== Records provided ==
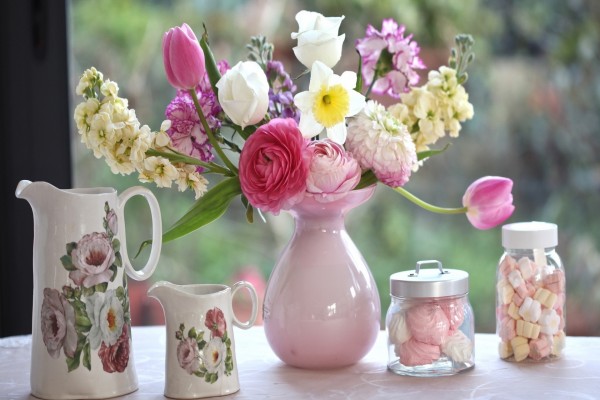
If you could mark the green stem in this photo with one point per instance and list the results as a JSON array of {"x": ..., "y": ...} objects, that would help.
[
  {"x": 209, "y": 133},
  {"x": 427, "y": 206}
]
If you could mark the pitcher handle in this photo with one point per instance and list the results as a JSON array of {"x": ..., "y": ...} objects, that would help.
[
  {"x": 148, "y": 269},
  {"x": 237, "y": 286}
]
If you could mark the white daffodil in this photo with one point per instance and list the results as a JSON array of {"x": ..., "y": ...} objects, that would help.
[{"x": 329, "y": 100}]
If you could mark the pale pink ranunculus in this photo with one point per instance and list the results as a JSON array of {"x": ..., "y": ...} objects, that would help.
[
  {"x": 332, "y": 171},
  {"x": 92, "y": 258},
  {"x": 183, "y": 58},
  {"x": 58, "y": 324},
  {"x": 116, "y": 357},
  {"x": 274, "y": 165},
  {"x": 215, "y": 321},
  {"x": 188, "y": 355},
  {"x": 489, "y": 201}
]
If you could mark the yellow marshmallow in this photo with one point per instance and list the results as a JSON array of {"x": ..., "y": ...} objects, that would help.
[
  {"x": 505, "y": 350},
  {"x": 520, "y": 347},
  {"x": 528, "y": 329},
  {"x": 513, "y": 311}
]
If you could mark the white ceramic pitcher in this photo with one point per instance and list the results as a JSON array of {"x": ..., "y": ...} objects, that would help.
[
  {"x": 200, "y": 359},
  {"x": 81, "y": 327}
]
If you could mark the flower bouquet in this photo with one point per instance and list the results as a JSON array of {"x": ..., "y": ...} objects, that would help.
[{"x": 278, "y": 148}]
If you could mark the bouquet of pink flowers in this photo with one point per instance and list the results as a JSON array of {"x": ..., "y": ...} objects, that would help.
[{"x": 273, "y": 145}]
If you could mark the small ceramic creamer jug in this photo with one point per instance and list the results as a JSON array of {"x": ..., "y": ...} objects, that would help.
[
  {"x": 200, "y": 357},
  {"x": 81, "y": 328}
]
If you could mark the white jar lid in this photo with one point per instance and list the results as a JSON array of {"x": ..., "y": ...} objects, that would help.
[
  {"x": 430, "y": 282},
  {"x": 529, "y": 235}
]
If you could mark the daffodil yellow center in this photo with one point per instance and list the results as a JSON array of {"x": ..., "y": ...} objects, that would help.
[{"x": 331, "y": 105}]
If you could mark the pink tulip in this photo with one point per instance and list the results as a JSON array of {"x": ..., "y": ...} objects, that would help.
[
  {"x": 489, "y": 201},
  {"x": 183, "y": 58}
]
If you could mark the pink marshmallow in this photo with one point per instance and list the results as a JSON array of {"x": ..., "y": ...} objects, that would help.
[{"x": 428, "y": 323}]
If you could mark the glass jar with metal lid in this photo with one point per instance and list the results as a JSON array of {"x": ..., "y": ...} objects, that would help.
[
  {"x": 530, "y": 294},
  {"x": 430, "y": 322}
]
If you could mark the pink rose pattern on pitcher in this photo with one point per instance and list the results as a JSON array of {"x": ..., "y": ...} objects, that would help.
[
  {"x": 206, "y": 358},
  {"x": 87, "y": 315}
]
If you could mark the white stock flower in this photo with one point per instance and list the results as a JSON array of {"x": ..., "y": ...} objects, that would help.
[
  {"x": 329, "y": 100},
  {"x": 318, "y": 39},
  {"x": 160, "y": 171},
  {"x": 379, "y": 142},
  {"x": 244, "y": 93}
]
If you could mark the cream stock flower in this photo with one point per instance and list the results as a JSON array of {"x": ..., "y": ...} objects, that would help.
[
  {"x": 379, "y": 142},
  {"x": 318, "y": 39},
  {"x": 329, "y": 100}
]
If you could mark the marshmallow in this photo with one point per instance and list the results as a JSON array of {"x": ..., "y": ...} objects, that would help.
[
  {"x": 428, "y": 323},
  {"x": 505, "y": 291},
  {"x": 527, "y": 268},
  {"x": 398, "y": 331},
  {"x": 520, "y": 348},
  {"x": 516, "y": 279},
  {"x": 530, "y": 310},
  {"x": 505, "y": 350},
  {"x": 546, "y": 297},
  {"x": 507, "y": 330},
  {"x": 549, "y": 322},
  {"x": 527, "y": 329},
  {"x": 458, "y": 347},
  {"x": 513, "y": 311},
  {"x": 539, "y": 348},
  {"x": 507, "y": 265}
]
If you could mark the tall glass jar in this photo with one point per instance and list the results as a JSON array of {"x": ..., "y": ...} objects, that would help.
[
  {"x": 430, "y": 322},
  {"x": 530, "y": 294}
]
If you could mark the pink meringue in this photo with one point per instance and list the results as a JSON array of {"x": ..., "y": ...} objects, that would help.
[
  {"x": 428, "y": 323},
  {"x": 413, "y": 352}
]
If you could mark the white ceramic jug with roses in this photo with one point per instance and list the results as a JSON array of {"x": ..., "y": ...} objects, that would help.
[{"x": 81, "y": 327}]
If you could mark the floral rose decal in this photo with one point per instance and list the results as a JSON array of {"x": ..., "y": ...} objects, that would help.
[
  {"x": 87, "y": 315},
  {"x": 210, "y": 358}
]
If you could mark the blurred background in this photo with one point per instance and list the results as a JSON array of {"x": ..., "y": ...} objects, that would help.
[{"x": 535, "y": 87}]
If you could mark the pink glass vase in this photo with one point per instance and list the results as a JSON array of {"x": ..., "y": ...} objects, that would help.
[{"x": 321, "y": 307}]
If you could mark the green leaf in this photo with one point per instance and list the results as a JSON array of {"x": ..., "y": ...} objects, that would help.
[
  {"x": 67, "y": 262},
  {"x": 70, "y": 247},
  {"x": 206, "y": 209},
  {"x": 368, "y": 178},
  {"x": 87, "y": 359},
  {"x": 430, "y": 153},
  {"x": 101, "y": 287},
  {"x": 192, "y": 333}
]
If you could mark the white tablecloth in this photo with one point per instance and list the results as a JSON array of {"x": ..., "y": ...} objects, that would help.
[{"x": 264, "y": 376}]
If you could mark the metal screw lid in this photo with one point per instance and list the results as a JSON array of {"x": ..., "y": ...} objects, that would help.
[{"x": 429, "y": 282}]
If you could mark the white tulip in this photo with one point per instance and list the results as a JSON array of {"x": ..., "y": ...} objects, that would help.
[
  {"x": 244, "y": 93},
  {"x": 318, "y": 39}
]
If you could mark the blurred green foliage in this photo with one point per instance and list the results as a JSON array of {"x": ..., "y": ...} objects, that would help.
[{"x": 535, "y": 86}]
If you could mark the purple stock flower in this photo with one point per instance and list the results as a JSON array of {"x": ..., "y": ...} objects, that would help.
[
  {"x": 281, "y": 93},
  {"x": 186, "y": 132},
  {"x": 390, "y": 58}
]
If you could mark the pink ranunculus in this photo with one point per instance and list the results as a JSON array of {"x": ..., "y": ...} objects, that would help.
[
  {"x": 215, "y": 321},
  {"x": 489, "y": 201},
  {"x": 332, "y": 172},
  {"x": 188, "y": 355},
  {"x": 274, "y": 166},
  {"x": 92, "y": 257},
  {"x": 58, "y": 324},
  {"x": 116, "y": 357},
  {"x": 183, "y": 58}
]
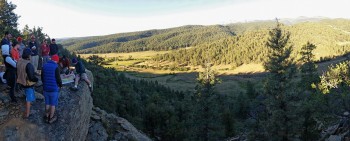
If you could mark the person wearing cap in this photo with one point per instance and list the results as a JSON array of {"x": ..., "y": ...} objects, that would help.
[
  {"x": 35, "y": 56},
  {"x": 21, "y": 46},
  {"x": 53, "y": 47},
  {"x": 45, "y": 51},
  {"x": 10, "y": 65},
  {"x": 26, "y": 78},
  {"x": 52, "y": 82},
  {"x": 81, "y": 74}
]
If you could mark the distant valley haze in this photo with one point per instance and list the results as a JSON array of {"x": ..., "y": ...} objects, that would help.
[{"x": 81, "y": 18}]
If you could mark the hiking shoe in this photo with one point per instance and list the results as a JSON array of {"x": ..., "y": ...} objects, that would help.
[{"x": 52, "y": 120}]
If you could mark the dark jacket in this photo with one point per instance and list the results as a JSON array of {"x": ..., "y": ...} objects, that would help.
[
  {"x": 50, "y": 77},
  {"x": 29, "y": 73},
  {"x": 53, "y": 49},
  {"x": 35, "y": 51},
  {"x": 79, "y": 68}
]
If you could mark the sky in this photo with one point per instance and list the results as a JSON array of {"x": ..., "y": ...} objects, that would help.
[{"x": 79, "y": 18}]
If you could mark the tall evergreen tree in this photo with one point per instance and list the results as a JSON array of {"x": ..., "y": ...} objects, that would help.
[
  {"x": 309, "y": 67},
  {"x": 278, "y": 85},
  {"x": 207, "y": 118},
  {"x": 8, "y": 19},
  {"x": 309, "y": 108}
]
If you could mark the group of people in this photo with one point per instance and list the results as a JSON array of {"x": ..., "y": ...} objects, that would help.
[{"x": 21, "y": 63}]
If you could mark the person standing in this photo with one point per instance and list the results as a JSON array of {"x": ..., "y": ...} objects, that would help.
[
  {"x": 64, "y": 65},
  {"x": 26, "y": 78},
  {"x": 81, "y": 74},
  {"x": 45, "y": 50},
  {"x": 14, "y": 52},
  {"x": 10, "y": 65},
  {"x": 52, "y": 82},
  {"x": 35, "y": 56},
  {"x": 53, "y": 47},
  {"x": 21, "y": 46}
]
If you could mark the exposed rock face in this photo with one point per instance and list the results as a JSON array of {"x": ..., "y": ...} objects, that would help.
[
  {"x": 118, "y": 128},
  {"x": 73, "y": 111},
  {"x": 77, "y": 120}
]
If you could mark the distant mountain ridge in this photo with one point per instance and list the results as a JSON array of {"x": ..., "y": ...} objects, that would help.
[{"x": 184, "y": 36}]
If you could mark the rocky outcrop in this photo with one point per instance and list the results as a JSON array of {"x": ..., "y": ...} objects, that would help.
[
  {"x": 340, "y": 131},
  {"x": 105, "y": 126},
  {"x": 73, "y": 111}
]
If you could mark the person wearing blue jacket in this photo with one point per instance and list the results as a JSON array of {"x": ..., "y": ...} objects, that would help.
[
  {"x": 35, "y": 56},
  {"x": 81, "y": 74},
  {"x": 26, "y": 78},
  {"x": 10, "y": 64},
  {"x": 52, "y": 82}
]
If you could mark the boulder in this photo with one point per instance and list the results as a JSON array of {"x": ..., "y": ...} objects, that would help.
[
  {"x": 118, "y": 128},
  {"x": 96, "y": 132}
]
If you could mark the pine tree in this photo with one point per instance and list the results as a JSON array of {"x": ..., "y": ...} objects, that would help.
[
  {"x": 8, "y": 19},
  {"x": 309, "y": 68},
  {"x": 207, "y": 115},
  {"x": 309, "y": 103},
  {"x": 278, "y": 85}
]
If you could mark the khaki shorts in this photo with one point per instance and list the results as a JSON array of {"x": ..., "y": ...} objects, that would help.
[{"x": 82, "y": 76}]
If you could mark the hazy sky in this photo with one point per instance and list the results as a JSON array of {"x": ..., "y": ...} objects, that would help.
[{"x": 75, "y": 18}]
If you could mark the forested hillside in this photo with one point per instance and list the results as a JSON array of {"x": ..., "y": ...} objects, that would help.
[
  {"x": 250, "y": 47},
  {"x": 166, "y": 39}
]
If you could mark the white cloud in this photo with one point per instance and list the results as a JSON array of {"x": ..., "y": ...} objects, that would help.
[{"x": 64, "y": 22}]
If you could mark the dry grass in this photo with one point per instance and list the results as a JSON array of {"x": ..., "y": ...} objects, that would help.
[{"x": 134, "y": 55}]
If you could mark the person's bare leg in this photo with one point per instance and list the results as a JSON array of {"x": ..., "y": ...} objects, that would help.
[
  {"x": 52, "y": 111},
  {"x": 87, "y": 81},
  {"x": 47, "y": 110},
  {"x": 27, "y": 109},
  {"x": 77, "y": 78}
]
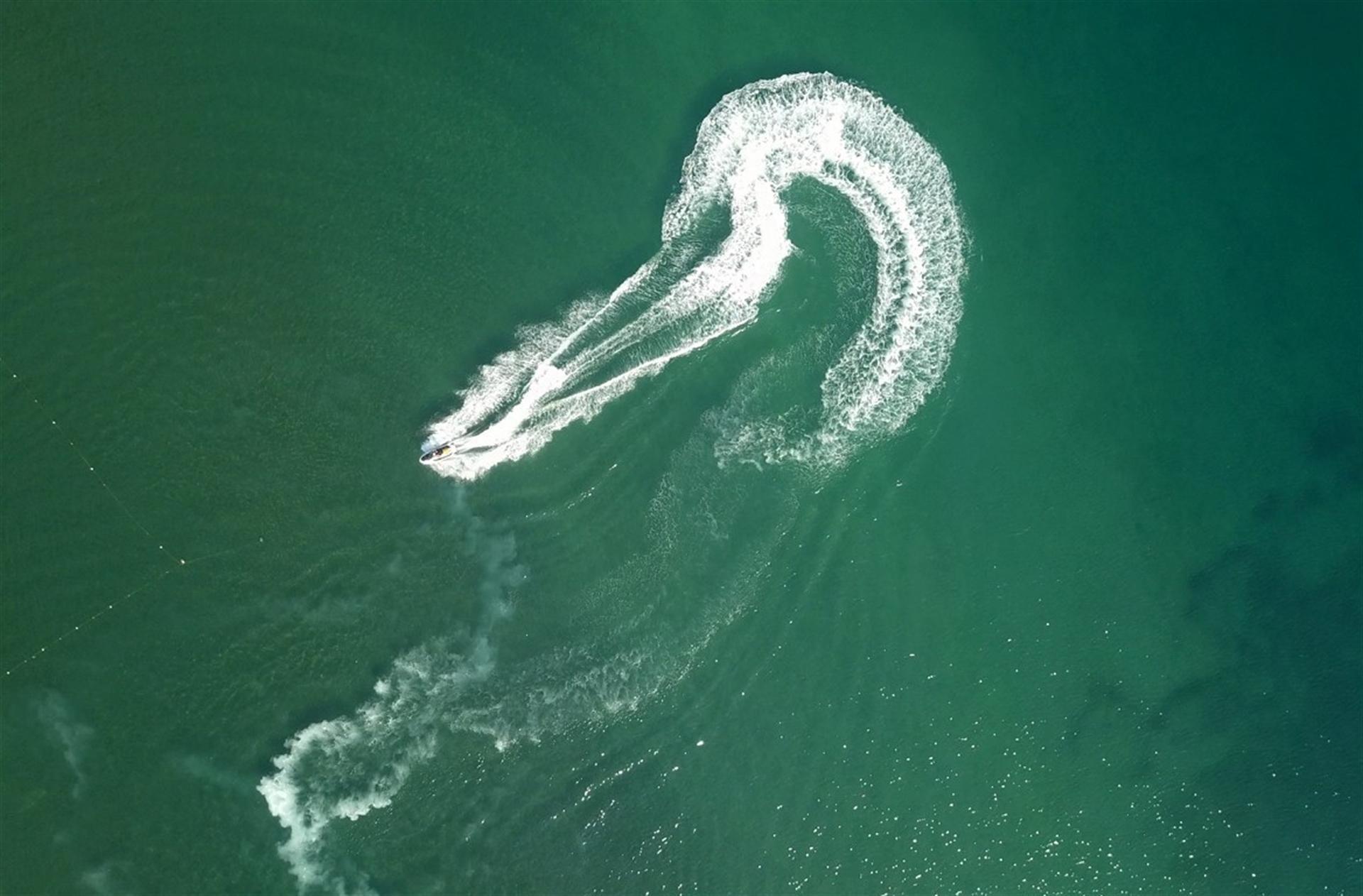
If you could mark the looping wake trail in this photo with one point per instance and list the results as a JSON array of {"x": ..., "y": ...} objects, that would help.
[
  {"x": 752, "y": 146},
  {"x": 644, "y": 623}
]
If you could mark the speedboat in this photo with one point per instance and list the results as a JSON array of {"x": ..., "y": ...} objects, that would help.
[{"x": 437, "y": 453}]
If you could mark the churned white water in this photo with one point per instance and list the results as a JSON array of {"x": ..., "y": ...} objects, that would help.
[{"x": 752, "y": 146}]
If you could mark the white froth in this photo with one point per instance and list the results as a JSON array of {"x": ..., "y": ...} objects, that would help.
[{"x": 750, "y": 149}]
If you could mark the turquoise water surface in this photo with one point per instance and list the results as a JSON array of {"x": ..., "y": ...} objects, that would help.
[{"x": 1050, "y": 584}]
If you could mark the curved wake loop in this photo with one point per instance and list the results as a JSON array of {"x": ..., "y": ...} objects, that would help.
[{"x": 752, "y": 146}]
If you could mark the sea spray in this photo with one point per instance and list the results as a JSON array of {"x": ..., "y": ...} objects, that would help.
[
  {"x": 345, "y": 768},
  {"x": 655, "y": 614},
  {"x": 751, "y": 148}
]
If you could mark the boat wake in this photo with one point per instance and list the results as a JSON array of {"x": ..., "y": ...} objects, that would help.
[
  {"x": 751, "y": 149},
  {"x": 754, "y": 145}
]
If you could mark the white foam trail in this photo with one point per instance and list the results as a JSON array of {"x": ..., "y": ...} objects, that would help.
[
  {"x": 345, "y": 768},
  {"x": 751, "y": 148}
]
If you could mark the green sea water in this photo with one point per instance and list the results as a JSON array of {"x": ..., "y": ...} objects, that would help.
[{"x": 1090, "y": 622}]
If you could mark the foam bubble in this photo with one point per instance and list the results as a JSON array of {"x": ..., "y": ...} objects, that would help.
[{"x": 752, "y": 146}]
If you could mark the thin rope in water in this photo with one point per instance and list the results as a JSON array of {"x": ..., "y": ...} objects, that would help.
[{"x": 183, "y": 562}]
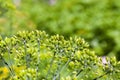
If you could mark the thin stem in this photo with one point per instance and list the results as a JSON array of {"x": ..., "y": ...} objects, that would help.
[
  {"x": 51, "y": 63},
  {"x": 12, "y": 74},
  {"x": 38, "y": 59},
  {"x": 101, "y": 76},
  {"x": 57, "y": 71},
  {"x": 26, "y": 58}
]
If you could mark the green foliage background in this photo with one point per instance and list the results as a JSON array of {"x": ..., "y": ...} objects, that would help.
[{"x": 95, "y": 20}]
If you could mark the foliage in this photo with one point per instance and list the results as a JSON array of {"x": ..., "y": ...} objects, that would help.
[
  {"x": 95, "y": 20},
  {"x": 12, "y": 19},
  {"x": 54, "y": 57}
]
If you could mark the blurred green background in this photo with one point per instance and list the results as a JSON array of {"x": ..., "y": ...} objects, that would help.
[{"x": 98, "y": 21}]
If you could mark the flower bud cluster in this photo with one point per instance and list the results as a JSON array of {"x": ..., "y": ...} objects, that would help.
[{"x": 54, "y": 57}]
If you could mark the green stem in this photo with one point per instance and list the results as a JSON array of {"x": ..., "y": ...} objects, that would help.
[{"x": 38, "y": 59}]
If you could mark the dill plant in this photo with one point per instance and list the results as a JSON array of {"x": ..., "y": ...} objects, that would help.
[{"x": 47, "y": 57}]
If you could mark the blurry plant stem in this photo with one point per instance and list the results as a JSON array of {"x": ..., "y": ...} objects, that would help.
[
  {"x": 26, "y": 58},
  {"x": 12, "y": 74},
  {"x": 56, "y": 75},
  {"x": 38, "y": 59},
  {"x": 51, "y": 63},
  {"x": 10, "y": 61},
  {"x": 52, "y": 2}
]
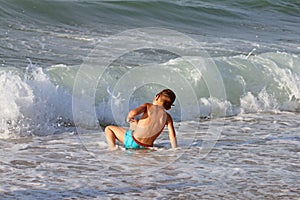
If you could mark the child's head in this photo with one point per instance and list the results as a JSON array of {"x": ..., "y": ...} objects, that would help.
[{"x": 168, "y": 97}]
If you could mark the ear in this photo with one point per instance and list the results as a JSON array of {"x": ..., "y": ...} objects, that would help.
[{"x": 157, "y": 97}]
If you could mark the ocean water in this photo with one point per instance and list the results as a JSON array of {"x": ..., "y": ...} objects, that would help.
[{"x": 68, "y": 68}]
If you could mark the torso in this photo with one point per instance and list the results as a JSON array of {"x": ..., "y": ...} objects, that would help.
[{"x": 151, "y": 124}]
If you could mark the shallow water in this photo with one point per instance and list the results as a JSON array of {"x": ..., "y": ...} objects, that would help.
[{"x": 255, "y": 157}]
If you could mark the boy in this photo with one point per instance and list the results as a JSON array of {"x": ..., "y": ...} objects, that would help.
[{"x": 143, "y": 132}]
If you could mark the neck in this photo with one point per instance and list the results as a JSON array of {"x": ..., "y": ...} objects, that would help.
[{"x": 157, "y": 103}]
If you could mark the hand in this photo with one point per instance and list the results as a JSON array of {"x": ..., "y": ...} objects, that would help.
[{"x": 132, "y": 120}]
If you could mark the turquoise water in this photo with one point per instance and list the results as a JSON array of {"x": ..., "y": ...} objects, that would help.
[{"x": 68, "y": 66}]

== What you are asked to do ==
In the records above, return only the line that contains "If you could mark the boy" and every line after it through the last, exactly as they appear.

== Finished answer ==
If you could mark the boy in this photo with one point per instance and list the results as a JSON array of {"x": ..., "y": ...} objects, that would help.
[{"x": 143, "y": 132}]
If you could mark the neck in this photo with one point per instance and list the results as a JSON array of {"x": ..., "y": ...} objects, that would help.
[{"x": 157, "y": 103}]
If you could mark the hand in this photo with one point per instance and list the results as a JSON array of {"x": ..., "y": ...} objects, that would help.
[{"x": 132, "y": 120}]
If you could mark the turquoise water in this photo with one point per instance and list the results as a JSON array of {"x": ..., "y": ...} objects, that would help.
[{"x": 68, "y": 66}]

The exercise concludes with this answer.